課題内容
以下の記録をすべて、一字一句変えずに書き写してください。

記録一覧
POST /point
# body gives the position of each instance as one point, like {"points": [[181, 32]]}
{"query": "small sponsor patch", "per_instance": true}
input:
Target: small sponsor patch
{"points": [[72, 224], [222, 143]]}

解答
POST /point
# body gives the position of each instance as one point, like {"points": [[181, 32]]}
{"query": "small sponsor patch", "per_instance": true}
input:
Target: small sponsor patch
{"points": [[72, 224], [222, 143]]}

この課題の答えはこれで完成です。